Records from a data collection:
• • • •
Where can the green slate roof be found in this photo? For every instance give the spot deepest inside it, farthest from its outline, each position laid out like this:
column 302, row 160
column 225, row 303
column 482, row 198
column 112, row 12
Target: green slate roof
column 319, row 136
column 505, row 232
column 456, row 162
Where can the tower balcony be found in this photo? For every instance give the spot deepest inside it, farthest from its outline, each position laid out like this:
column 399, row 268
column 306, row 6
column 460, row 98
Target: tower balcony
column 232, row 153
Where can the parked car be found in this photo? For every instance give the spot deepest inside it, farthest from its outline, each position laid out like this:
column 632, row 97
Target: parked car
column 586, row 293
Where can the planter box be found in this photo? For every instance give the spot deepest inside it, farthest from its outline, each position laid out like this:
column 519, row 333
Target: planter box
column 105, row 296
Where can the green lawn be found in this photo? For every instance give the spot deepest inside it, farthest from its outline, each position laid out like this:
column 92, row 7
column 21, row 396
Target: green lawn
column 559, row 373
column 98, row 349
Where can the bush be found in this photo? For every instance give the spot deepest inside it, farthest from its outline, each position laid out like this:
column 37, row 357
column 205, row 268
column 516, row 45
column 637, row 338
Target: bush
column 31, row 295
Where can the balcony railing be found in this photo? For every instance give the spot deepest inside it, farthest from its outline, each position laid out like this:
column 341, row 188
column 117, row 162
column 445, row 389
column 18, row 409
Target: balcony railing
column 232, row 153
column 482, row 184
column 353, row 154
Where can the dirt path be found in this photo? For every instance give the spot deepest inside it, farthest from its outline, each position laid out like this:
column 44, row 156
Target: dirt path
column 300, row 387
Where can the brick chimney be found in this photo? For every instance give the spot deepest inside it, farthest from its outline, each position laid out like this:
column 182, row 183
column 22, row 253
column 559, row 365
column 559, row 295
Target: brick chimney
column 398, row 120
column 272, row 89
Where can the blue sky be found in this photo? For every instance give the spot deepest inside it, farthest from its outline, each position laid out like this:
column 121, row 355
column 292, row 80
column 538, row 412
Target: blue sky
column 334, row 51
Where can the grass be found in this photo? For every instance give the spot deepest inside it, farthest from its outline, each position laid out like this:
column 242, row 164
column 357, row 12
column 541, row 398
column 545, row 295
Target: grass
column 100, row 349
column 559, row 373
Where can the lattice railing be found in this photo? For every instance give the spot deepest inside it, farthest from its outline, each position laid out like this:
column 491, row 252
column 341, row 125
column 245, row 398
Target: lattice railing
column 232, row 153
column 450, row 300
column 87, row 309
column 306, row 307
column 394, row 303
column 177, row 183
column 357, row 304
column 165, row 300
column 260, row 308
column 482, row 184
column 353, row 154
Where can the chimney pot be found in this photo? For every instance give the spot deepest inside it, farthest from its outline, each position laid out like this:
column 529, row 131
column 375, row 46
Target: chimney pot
• • • •
→ TASK ITEM: To complete this exercise, set down every line above exactly once more.

→ REPLY TO THE EXERCISE:
Where can the green slate roof be found in this photo? For every instance give the spot deepest inside it, farthest from its outline, each position laid out like this:
column 302, row 160
column 225, row 303
column 482, row 198
column 112, row 12
Target: green slate roof
column 319, row 136
column 505, row 232
column 456, row 162
Where can the tower balcony be found in this photo? For every instance give the spot deepest inside it, farthest from its outline, each position laid out like this:
column 399, row 268
column 306, row 6
column 460, row 98
Target: tower balcony
column 232, row 153
Where can the parked car be found in this photo? For every instance give the spot deepest inside it, farthest from its outline, each position laid out like this:
column 632, row 97
Target: parked car
column 586, row 293
Where can the planter box be found in this photo? For every instance give the spot deepest inside it, farthest from its outline, each position laid out like this:
column 519, row 333
Target: planter box
column 105, row 296
Where can the green lawn be found in this photo? For every instance give the spot deepest inside it, farthest from its outline, each position laid out like this:
column 92, row 7
column 21, row 396
Target: green lawn
column 559, row 373
column 98, row 349
Where can the bush be found in this photo? For every instance give the spot deepest inside it, farthest from its outline, each position laid out like this:
column 37, row 357
column 205, row 268
column 516, row 45
column 637, row 338
Target: bush
column 31, row 295
Where can the balcony railing be found in this photo? For every instance give the spot deepest inside it, farthest from its outline, each position laid out like this:
column 341, row 188
column 117, row 162
column 445, row 389
column 18, row 409
Target: balcony railing
column 232, row 153
column 482, row 184
column 353, row 154
Where can the dirt path be found in this photo? For every instance give the spot deepest inside it, farthest from its outline, each position laid out like this:
column 44, row 156
Target: dirt path
column 300, row 387
Where can the brick chimney be found in this photo? For every instance give the spot deepest inside it, farthest from its outline, each position laid out like this:
column 182, row 183
column 22, row 253
column 559, row 365
column 559, row 295
Target: brick chimney
column 398, row 120
column 272, row 89
Where can the blue sky be found in this photo? For every instance give the spot deepest inside it, farthest from its outline, each position laid out like this:
column 121, row 355
column 292, row 80
column 538, row 412
Target: blue sky
column 334, row 51
Where can the grass be found in this photo? For every instance give the spot deepest inside it, farthest from its outline, each position laid out like this:
column 242, row 164
column 357, row 12
column 541, row 398
column 545, row 295
Target: grass
column 100, row 349
column 559, row 373
Where can the lattice railing be found in this photo? For every instance give the spot deepest inside it, farthest from its outline, each position laid out like this:
column 491, row 252
column 341, row 125
column 245, row 398
Target: lattice railing
column 232, row 153
column 450, row 300
column 87, row 309
column 306, row 307
column 394, row 303
column 177, row 183
column 357, row 304
column 165, row 300
column 260, row 308
column 482, row 184
column 353, row 154
Where can the chimney pot be found in this photo? For every instance give the spot deepest inside it, farthest from its outline, each position laid out like this:
column 529, row 131
column 375, row 46
Target: chimney pot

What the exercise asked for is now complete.